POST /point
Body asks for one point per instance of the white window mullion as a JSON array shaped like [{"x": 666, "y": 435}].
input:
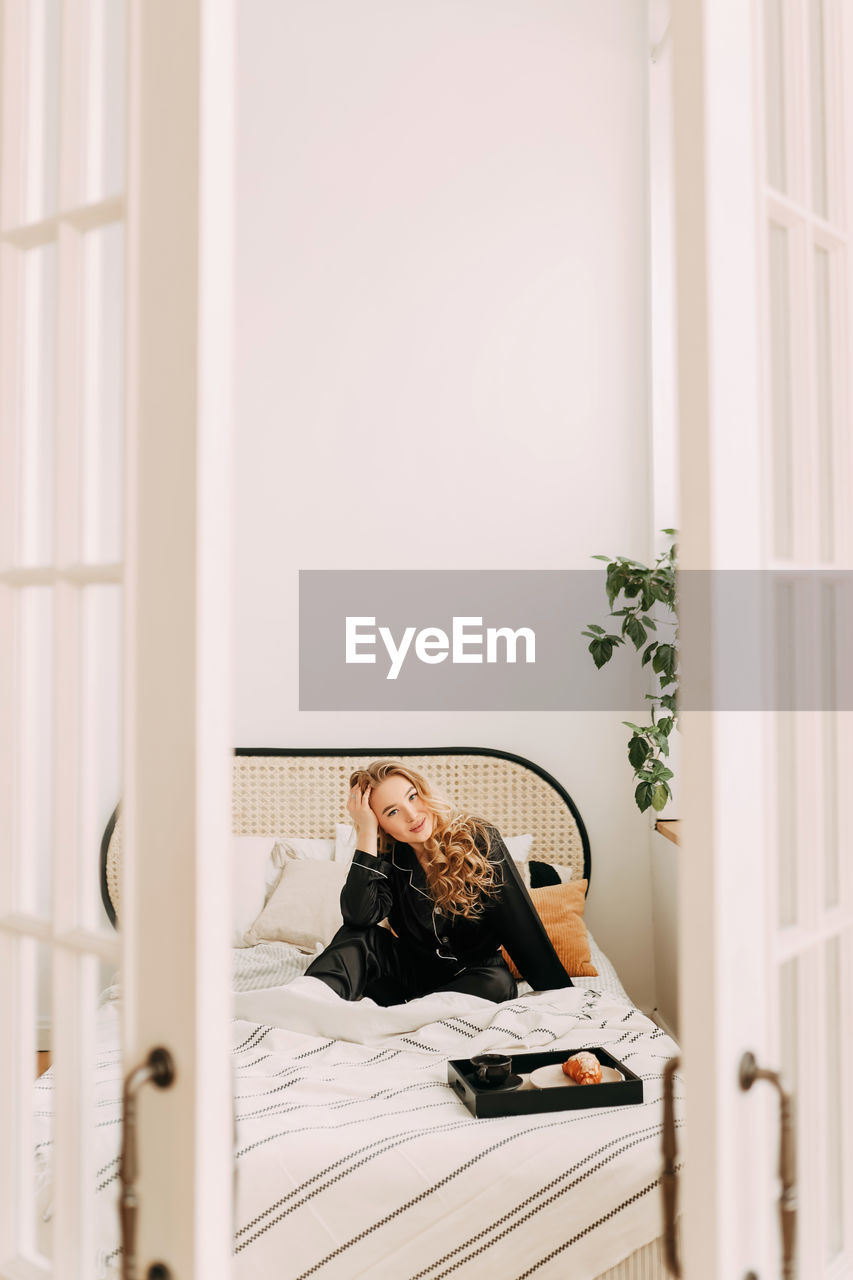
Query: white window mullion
[
  {"x": 9, "y": 402},
  {"x": 13, "y": 86},
  {"x": 72, "y": 145}
]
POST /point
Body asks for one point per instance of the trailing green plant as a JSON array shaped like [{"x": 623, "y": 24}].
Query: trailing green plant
[{"x": 641, "y": 590}]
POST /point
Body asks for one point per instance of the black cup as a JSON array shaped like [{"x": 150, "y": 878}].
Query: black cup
[{"x": 492, "y": 1069}]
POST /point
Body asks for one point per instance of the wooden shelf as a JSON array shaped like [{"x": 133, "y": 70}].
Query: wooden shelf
[{"x": 670, "y": 828}]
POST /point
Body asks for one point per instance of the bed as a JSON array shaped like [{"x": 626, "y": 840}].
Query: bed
[{"x": 354, "y": 1156}]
--*--
**Written exercise:**
Please rewrite the records above with "Query" renamed to "Label" everywhere and every other line unchanged. Leave the pictures out.

**Result:**
POST /point
Body asks for one point per instance of the white window mullion as a JSON array shaped like [{"x": 666, "y": 435}].
input:
Label: white window mullion
[
  {"x": 9, "y": 402},
  {"x": 13, "y": 86},
  {"x": 72, "y": 145}
]
POST /point
Body asks for one point per instance of the trailing green plant as a JSON array shaped like [{"x": 623, "y": 24}].
Label: trailing green plant
[{"x": 641, "y": 590}]
POST /point
Body asks for one point per instance of the black cup as a JSON array shaped like [{"x": 150, "y": 878}].
Label: black cup
[{"x": 492, "y": 1069}]
POST /point
Body asks for one point per instance of the wooden shelf as a JSON array shaped like [{"x": 133, "y": 70}].
Label: wooden shelf
[{"x": 670, "y": 828}]
POST /point
Body asks for one point per instance of the bed as a JSON array shaped like [{"x": 626, "y": 840}].
Label: bed
[{"x": 354, "y": 1156}]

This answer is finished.